BEGIN SUPPLIED PASSAGE
My last post took shape less as a communique than as an exercise in thinking out loud. In the midst of that ordeal I did run a new analysis that enables a more direct and streamlined method of estimating the rate of covid contagion through the US population.
It’s well known that daily dx-positive case counts underestimate new infections. In June the CDC estimated that, in the US, there had been ten times as many infections as case-positives. But that ratio isn’t a constant: early in the pandemic, when very little testing was being done, the infections-to-cases ratio was far higher. As testing increased over the months the ratio decreased.
The other day as part of my convoluted last post I ran week-by-week analyses on data from the past four months looking for the best predictor of the subsequent week’s covid death counts. It turned out that the prior week’s death count and the case count from 3 weeks prior were the two best predictors. They’re not interchangeable predictors, so I used an average of the two in my analyses. However, as individual predictors each proved to be pretty accurate.
I’ve been using death counts as a 3-week lagging indicator of infections, and that algo was supported by the 4 months’ worth of data. But it turned out that the inverse relationship was also supported: changes in case counts are a good leading indicator of changes in death counts 3 weeks later.
Given the stable relationship over the past four months between case counts and subsequent deaths, along with the stable relationship between deaths and infections, it seemed likely that the relationship between case counts and infections had also stabilized. It’s still true that case counts underestimate infections, but based on the data it seemed possible to compensate for the case-count underestimate by means of an empirically supported conversion formula.
END SUPPLIED PASSAGE
### [WHAT YOU WILL DO]
1. According to the covid contagion post, which two figures were the best predictors of the following week's covid death counts?
2. Extend the covid contagion post from its final sentence.
BEGIN DATASET
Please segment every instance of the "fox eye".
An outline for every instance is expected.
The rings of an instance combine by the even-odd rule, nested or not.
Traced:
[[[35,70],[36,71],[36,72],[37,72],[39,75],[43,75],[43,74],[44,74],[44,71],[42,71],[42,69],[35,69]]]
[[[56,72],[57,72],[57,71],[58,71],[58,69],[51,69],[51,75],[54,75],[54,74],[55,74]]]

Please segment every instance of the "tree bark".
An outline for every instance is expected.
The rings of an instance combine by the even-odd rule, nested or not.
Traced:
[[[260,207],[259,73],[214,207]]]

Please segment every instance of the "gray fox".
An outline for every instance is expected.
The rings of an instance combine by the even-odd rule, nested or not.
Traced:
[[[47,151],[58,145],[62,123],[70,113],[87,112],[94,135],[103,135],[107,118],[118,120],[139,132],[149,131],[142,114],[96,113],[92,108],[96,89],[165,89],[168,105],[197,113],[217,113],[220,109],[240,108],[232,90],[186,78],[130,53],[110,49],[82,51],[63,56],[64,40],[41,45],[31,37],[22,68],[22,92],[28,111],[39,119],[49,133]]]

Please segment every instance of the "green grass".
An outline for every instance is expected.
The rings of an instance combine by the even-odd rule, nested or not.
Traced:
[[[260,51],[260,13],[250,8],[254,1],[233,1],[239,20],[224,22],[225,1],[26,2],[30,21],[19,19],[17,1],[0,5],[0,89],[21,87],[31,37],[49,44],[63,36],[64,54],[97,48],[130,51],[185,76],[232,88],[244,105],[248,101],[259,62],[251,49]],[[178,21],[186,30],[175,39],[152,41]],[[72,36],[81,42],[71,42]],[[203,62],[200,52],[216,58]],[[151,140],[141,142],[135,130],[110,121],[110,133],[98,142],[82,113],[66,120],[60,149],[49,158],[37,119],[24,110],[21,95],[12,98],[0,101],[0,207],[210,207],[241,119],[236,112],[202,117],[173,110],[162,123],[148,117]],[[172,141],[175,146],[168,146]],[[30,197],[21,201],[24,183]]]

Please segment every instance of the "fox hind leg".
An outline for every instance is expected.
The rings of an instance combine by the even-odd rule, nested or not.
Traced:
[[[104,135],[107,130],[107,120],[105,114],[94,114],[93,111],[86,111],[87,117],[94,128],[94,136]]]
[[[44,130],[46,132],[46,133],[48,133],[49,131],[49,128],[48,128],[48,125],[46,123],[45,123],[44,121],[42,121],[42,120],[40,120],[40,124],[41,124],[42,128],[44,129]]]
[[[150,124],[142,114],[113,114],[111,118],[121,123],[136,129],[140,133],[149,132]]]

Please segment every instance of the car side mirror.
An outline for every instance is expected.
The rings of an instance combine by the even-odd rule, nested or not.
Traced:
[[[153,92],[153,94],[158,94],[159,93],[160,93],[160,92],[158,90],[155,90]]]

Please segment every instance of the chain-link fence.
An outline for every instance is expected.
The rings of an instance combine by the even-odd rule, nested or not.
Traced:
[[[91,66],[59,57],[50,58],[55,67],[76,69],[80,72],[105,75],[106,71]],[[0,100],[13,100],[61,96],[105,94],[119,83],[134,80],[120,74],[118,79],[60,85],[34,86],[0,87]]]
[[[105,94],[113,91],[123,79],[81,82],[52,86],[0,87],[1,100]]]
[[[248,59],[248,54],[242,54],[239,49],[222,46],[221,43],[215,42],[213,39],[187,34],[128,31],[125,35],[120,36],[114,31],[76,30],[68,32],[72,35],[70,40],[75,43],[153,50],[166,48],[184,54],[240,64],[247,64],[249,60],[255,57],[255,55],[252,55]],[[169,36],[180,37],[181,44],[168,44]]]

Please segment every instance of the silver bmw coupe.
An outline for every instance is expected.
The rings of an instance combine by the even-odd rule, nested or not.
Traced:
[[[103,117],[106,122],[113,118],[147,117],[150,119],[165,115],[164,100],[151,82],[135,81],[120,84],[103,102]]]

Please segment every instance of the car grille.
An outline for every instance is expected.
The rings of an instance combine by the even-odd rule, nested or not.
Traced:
END DATASET
### [SOLVED TASKS]
1. The prior week's death count and the case count from 3 weeks prior.

2.
The method for deriving the conversion formula was based on three variables:
- Take the weekly total death and divide it by the estimated covid fatality rate of .0065.
- Take the weekly total case count from three weeks prior to variable 1.
- Divide variable 1 by variable 2: that’s the ratio of estimated infections to cases.
I ran the numbers week by week across the last four months of data, and the value for variable 3 proved quite stable, averaging around 2.7. So that’s the proposed conversion formula:
New infections = 2.7 x new cases
So, from 27 November to 11 December, there were 2.82 million new dx-positive cases reported in the US. Multiply 2.82 million by 2.7 = 7.61 million new cases, or about 2.3 percent of the US population. That estimate falls snugly within the 2.15% – 2.75% I estimated in the last post.
On the go-forward I’m going to use this conversion ratio for estimating infection rates in the US, which are likely to continue climbing even as the vaccine is being rolled out. I’ll also keep track of the week-to-week data to see if the ratio needs adjusting.